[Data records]
* * * * * * *
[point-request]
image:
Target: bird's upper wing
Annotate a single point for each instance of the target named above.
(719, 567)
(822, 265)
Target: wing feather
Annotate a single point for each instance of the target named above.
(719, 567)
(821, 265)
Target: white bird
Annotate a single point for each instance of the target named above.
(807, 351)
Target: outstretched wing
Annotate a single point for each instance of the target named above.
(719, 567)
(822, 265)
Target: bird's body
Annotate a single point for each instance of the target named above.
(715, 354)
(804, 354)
* * * * * * *
DIRECTION:
Please reproduce every item above word for word, keeping each line in its original order.

ANSWER BELOW:
[point-request]
image:
Target: bird's upper wing
Annotate a single point for each instance of the target named above.
(719, 567)
(822, 265)
Target: wing feather
Annotate a single point for each instance of the target named above.
(719, 567)
(821, 265)
Target: white bird
Annotate a single point for each instance of the target named above.
(807, 351)
Target: outstretched wing
Annotate a single point for each instance of the target named above.
(719, 567)
(822, 265)
Target: bird's body
Annotate a single point for each instance of the target named above.
(715, 354)
(804, 354)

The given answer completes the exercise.